◆ **ЗАДАЧА ДЛЯ РЕШЕНИЯ**
Продублируйте дословно отрывок из текста о детских портретах Ленина: от слов «В 1920 году» до слов «улице, № 9.» включительно.

◆ **ПРЕДОСТАВЛЕННЫЙ ТЕКСТ**
------------------------------------------------------------------------

В 1920 году художник Пархоменко создал популярнейший ныне портрет Владимира Ильича Ленина в четырехлетием возрасте. Нарисован он был по заказу Анны Ильиничны к 50-летнему юбилею брата. Художник работал на квартире Анны Ильиничны, на Манежной улице, № 9.

Портрет исполнялся с небольшой фотографии, хранившейся всегда у Анны Ильиничны. Маленький Володя снят на ней стоящим возле кресла, в котором сидит его сестричка, трехлетняя Олечка, облокотившись на ручку кресла. По совету Анны Ильиничны для сохранения позы мальчика на портрете ручка кресла была заменена стопкой книг.

Наблюдавшая за работой художника Анна Ильинична осталась очень довольной и похвалила Пархоменко за удачный портрет. А меня, помню, поразила поистине недетская серьезность глаз, смотревших с портрета. И даже чуть косил один глаз, как это бывает у иных людей при пристально-сосредоточенном взгляде.

Спокойным и невозмутимым выглядит лицо первоклассника Володи Ульянова на единственной, пожалуй, семейной фотографии 1879 года. Он сидит у ног отца в своей гимназической курточке с пуговицами в один ряд; над братом стоит во весь рост, опираясь слегка на плечо отца, Аня, с длинными косами, кажущаяся старше своих пятнадцати лет; ее левая рука почти касается уха Володи. Анна Ильинична рассказывала, что именно эта ее поза на фотографии долгое время служила поводом для веселых шуток по адресу брата:

— Я частенько, бывало, говорила ему: «Видишь, Володюшка, что значит быть таким шалуном, как ты, — даже на фотографии я тебя за ухо придерживаю!»

Я с интересом рассматривал старые фотографии Владимира Ильича: то курчавого четырехлетнего малыша, то гимназиста с серьезными глазами, в мундирчике со стоячим воротником.

------------------------------------------------------------------------

◆ **ФРАГМЕНТЫ ДАННЫХ**
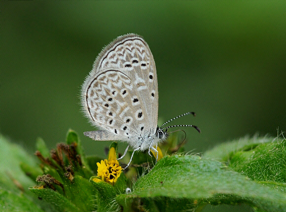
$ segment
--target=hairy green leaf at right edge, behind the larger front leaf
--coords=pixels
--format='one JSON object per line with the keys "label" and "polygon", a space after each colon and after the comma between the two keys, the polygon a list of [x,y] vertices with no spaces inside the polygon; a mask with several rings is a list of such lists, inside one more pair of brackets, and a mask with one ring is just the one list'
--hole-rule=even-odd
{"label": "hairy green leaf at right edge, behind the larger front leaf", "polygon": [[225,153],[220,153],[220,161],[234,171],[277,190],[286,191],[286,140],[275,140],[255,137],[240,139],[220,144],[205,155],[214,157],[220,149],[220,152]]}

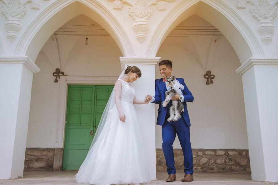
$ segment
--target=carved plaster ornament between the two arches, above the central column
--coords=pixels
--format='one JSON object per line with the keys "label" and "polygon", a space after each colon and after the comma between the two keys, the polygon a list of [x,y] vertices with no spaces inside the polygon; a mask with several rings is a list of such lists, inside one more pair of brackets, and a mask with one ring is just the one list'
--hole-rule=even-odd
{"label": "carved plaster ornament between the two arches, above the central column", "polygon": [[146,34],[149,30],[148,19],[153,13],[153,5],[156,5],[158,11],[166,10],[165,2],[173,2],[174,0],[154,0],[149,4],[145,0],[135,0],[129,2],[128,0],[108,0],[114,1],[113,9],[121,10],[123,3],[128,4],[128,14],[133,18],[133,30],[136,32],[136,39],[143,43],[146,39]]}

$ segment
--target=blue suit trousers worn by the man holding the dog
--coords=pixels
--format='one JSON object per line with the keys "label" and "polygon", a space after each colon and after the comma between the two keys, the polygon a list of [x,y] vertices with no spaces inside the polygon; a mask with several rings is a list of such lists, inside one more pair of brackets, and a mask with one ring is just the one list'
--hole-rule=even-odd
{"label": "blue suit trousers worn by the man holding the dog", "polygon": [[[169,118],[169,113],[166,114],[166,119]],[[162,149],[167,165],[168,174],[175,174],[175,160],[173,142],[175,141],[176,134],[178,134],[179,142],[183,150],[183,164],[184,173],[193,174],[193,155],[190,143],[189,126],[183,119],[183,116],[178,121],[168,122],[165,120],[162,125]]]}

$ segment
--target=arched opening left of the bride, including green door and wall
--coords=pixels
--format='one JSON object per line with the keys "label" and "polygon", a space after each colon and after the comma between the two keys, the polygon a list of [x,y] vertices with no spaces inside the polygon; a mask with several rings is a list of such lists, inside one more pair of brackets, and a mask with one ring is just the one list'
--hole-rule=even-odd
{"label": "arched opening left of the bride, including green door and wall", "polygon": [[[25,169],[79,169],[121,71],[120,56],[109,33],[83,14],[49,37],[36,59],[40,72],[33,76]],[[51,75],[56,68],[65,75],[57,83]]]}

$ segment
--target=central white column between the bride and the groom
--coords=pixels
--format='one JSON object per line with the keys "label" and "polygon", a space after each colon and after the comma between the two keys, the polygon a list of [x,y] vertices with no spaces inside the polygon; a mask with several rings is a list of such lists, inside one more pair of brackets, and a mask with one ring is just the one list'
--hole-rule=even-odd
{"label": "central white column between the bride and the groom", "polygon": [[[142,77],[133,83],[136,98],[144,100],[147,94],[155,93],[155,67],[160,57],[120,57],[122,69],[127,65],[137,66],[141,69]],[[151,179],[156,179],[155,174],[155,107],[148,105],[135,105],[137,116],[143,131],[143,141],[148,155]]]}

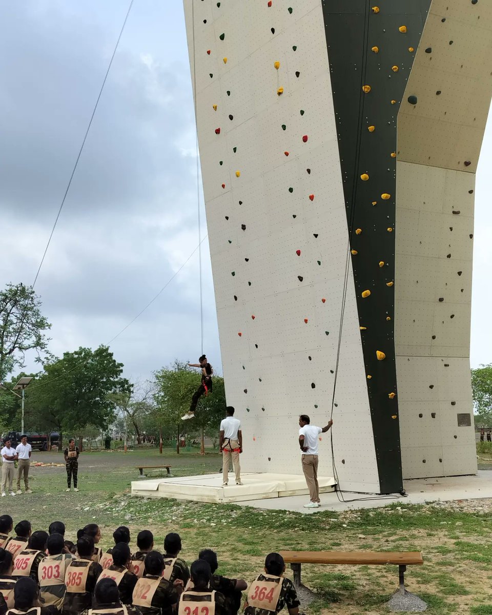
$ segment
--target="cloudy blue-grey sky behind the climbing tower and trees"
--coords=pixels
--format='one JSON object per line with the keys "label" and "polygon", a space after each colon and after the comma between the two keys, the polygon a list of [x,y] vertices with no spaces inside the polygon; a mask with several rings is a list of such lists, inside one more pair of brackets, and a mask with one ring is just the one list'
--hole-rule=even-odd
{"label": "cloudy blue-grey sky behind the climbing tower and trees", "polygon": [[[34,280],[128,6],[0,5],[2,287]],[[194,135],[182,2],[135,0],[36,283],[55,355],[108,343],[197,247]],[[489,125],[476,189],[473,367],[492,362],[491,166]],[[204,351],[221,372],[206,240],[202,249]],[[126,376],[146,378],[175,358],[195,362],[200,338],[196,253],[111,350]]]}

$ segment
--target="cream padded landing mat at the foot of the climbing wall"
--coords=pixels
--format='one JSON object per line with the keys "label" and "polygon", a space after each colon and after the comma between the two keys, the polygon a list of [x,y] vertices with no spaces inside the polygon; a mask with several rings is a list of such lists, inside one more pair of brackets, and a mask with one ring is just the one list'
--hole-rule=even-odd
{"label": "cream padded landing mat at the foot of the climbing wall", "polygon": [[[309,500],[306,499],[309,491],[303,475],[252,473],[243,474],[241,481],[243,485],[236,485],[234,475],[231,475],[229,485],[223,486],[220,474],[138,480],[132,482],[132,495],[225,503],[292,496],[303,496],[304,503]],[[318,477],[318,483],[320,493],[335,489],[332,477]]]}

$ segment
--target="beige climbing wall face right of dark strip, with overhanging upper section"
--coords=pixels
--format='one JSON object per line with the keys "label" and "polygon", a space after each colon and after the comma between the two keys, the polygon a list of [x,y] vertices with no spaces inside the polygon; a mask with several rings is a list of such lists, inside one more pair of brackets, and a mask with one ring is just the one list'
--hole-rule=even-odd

------------------------------------------------------------------------

◆ **РЕЗУЛЬТАТ ВЫПОЛНЕНИЯ**
В 1920 году художник Пархоменко создал популярнейший ныне портрет Владимира Ильича Ленина в четырехлетием возрасте. Нарисован он был по заказу Анны Ильиничны к 50-летнему юбилею брата. Художник работал на квартире Анны Ильиничны, на Манежной улице, № 9.